The spark plugs in your truck are responsible for creating the crucial spark needed to ignite the fuel and gas mixture. If the spark plugs are damaged, you can expect a series of problems like engine misfire, rough idle, slow acceleration, difficulty starting, and poor fuel economy, among others.
At this point, the most ideal thing to do is to change the spark plugs. If you’re wondering how to change spark plugs Ford F150 4.6 L engine, you need to keep reading to learn more.
But first, let’s explain…
What Are Spark Plugs?
Spark plugs are among the most important parts of your F150 4.6L engine. They’re in charge of generating the much-needed electricity to start your truck.
Each spark plug in your F150 4.6L engine produces a high-voltage electricity jump between two surfaces to create a spark. Then the spark ignites a compressed gas and air mixture in the combustion chamber.
The generated combustion rotates the truck’s engine components to turn the wheels. But spark plugs wear out, and that’s why they should be replaced when needed.
Check the Condition of Your Engine’s Spark Plugs
Spark plugs wear out with everyday use. They are part of your truck’s maintenance and that’s why it is important to check their condition.
○ ○ ○
[Challenges]
a) In the spark plug text, what does the spark ignite in the combustion chamber?
b) Copy out the stretch of the spark plug text from "Each spark plug" through "replaced when needed.".
c) Write the next part of the spark plug text, starting after its final sentence.

[Recorded data]
○ ○ ○
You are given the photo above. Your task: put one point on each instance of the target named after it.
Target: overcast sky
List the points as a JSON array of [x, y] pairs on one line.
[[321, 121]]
○ ○ ○
[The responses]
a) A compressed gas and air mixture.

b)
Each spark plug in your F150 4.6L engine produces a high-voltage electricity jump between two surfaces to create a spark. Then the spark ignites a compressed gas and air mixture in the combustion chamber.
The generated combustion rotates the truck’s engine components to turn the wheels. But spark plugs wear out, and that’s why they should be replaced when needed.

c)
We, however, suggest that you check the condition of your spark plugs as recommended by the truck’s manufacturer. In most cases, it is recommended to replace spark plugs every 12 to 24 months or every 15,000 to 30,000 miles. The high-performance types are a cut above the rest and could operate up to 100,000 miles before a replacement is necessary.
You’ve probably wondered how you can tell your Ford F150 needs new spark plugs. Let’s talk about that next.
Signs of Bad or Fouled Spark Plugs
You will know that it’s time you learned how to change spark plugs Ford F150 4.6 L engine when you start seeing the telltale signs of fouled or bad spark plugs.
You can know what is going on with your engine when you take a look at the electrodes and porcelain of your spark plugs. Several things can foul a spark plug.
The first one is a rich fuel mixture, which will show up on the electrodes and porcelain as a gray to a matte black finish. This is usually due to too much fuel in the cylinders. The excess carbon takes residence on the hot parts of your plugs.
The second one is an engine oil leak. The oil on your spark plugs will create a black finish or a shiny black finish in some rare cases. The black coating will be blotchy as well as inconsistent.
The third one is a coolant leak. A leaking intake manifold gasket or head gasket could allow the coolant to get to the combustion chamber. The coolant can stick to your plugs and cause them to foul or go bad. This will be indicated by a gray-ashy finish.
Now you know the potential causes of your plugs going bad, let’s dive into the various signs of fouled spark plugs in your truck.
This occurs when there’s an interruption with the fuel charge in any of the cylinders, causing ignition failure.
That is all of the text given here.